WORK REQUIRED: Exactly the lines from the one with "Please put a point on the teapot" through the end of the records below are to be output, the first and last included, and no others.

Collected data:
• • • •
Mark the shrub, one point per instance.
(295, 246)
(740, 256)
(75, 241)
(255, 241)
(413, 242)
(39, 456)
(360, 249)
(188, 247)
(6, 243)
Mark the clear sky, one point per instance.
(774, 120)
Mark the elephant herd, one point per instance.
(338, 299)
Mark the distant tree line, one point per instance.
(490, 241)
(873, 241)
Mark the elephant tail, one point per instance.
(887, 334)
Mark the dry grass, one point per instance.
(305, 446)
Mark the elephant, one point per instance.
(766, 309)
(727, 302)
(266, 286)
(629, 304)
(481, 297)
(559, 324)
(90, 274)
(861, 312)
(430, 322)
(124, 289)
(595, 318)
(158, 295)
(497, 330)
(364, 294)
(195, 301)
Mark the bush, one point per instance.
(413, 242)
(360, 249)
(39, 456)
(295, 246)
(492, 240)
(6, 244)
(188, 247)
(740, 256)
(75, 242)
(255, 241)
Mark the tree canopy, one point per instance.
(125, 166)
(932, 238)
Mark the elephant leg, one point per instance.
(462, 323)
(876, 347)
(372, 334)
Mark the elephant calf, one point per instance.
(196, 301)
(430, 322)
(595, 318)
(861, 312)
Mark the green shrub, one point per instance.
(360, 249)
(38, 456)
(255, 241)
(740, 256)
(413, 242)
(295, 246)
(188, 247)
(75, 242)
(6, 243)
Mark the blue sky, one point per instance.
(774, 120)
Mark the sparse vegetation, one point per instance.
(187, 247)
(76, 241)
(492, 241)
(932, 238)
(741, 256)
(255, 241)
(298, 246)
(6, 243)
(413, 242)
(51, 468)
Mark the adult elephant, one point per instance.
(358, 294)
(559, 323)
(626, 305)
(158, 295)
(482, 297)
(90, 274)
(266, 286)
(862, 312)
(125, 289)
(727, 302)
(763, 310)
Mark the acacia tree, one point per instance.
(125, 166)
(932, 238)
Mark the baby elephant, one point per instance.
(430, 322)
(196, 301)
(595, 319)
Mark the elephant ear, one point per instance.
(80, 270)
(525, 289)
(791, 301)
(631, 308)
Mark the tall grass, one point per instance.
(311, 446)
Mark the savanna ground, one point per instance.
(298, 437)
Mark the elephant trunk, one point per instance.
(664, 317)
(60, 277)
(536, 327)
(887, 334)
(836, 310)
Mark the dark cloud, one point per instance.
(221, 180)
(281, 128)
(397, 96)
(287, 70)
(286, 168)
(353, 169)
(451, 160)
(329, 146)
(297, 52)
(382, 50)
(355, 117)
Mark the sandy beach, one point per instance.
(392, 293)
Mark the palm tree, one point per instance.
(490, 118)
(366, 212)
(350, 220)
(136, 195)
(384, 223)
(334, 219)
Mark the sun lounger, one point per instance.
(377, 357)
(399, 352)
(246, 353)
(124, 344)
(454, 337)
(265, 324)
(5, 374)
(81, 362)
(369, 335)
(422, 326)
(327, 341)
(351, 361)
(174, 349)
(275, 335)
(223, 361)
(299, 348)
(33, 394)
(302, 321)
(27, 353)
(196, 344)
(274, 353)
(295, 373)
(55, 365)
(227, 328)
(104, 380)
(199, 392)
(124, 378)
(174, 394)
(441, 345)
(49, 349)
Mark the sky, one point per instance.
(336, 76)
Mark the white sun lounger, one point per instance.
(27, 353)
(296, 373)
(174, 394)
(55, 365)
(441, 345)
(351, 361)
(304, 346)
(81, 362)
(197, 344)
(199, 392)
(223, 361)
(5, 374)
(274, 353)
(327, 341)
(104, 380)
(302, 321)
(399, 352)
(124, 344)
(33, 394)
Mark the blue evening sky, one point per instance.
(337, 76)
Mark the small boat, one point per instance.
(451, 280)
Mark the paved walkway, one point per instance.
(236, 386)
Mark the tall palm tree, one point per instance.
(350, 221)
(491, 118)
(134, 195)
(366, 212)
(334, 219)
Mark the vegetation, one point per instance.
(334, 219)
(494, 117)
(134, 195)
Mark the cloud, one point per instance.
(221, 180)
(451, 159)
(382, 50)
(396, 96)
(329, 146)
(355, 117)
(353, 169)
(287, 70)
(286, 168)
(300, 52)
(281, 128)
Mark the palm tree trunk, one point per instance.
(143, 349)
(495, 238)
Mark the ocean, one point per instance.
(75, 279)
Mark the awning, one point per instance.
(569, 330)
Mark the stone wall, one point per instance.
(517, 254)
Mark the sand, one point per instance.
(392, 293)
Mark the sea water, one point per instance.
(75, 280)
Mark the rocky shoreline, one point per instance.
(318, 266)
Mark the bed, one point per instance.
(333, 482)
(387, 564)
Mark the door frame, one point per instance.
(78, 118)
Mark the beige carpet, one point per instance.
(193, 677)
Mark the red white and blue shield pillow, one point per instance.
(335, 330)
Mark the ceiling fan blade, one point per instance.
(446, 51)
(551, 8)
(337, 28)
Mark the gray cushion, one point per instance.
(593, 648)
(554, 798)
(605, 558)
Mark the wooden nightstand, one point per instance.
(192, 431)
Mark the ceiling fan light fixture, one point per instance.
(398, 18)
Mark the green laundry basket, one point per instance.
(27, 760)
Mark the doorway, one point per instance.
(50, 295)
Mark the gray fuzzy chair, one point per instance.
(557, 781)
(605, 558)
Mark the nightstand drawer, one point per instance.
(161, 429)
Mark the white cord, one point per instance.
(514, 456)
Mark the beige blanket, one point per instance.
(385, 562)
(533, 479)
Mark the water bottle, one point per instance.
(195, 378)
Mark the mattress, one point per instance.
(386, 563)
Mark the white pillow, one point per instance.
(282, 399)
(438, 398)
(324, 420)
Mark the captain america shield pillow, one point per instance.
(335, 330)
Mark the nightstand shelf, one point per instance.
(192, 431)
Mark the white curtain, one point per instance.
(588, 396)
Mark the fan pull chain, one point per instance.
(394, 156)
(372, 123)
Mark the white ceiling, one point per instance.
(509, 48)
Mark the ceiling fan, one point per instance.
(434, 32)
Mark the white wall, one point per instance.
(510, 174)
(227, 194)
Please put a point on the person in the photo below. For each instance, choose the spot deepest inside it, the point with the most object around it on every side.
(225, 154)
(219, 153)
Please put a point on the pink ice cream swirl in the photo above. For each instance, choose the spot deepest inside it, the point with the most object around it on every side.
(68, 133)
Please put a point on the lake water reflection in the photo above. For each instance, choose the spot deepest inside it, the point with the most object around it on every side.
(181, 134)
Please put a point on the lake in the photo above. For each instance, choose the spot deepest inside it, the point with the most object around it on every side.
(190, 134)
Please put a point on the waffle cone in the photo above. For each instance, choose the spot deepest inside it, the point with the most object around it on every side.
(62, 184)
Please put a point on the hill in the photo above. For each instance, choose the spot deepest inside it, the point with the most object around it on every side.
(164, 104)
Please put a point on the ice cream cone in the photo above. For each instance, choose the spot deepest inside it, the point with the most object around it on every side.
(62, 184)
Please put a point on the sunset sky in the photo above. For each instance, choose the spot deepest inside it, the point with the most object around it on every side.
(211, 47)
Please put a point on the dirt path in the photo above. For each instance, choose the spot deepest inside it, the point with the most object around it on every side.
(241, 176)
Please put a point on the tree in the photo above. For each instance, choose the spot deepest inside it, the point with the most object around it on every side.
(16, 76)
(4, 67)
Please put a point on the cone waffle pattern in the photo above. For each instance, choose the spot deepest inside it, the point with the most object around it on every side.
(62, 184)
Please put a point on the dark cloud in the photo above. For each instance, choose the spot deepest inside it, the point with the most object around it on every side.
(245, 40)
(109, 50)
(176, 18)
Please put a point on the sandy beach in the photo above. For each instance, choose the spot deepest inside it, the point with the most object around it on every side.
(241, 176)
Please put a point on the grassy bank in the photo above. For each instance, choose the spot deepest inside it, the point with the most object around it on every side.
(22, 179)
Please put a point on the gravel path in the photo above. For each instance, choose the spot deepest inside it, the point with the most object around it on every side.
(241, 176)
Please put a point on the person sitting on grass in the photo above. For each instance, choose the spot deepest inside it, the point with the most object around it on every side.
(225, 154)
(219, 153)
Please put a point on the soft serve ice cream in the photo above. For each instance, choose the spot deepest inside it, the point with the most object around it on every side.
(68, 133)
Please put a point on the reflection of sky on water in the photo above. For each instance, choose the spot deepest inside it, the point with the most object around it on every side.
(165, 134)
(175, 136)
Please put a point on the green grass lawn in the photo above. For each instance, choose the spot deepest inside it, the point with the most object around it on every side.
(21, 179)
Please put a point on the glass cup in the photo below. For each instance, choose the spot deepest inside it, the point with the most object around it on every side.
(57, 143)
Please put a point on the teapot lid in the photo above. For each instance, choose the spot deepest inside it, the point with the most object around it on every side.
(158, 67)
• • • •
RESPONSE BELOW:
Please put a point on the teapot lid in the photo above. For each instance, choose the spot deepest inside it, the point with the most object around it on every side.
(158, 67)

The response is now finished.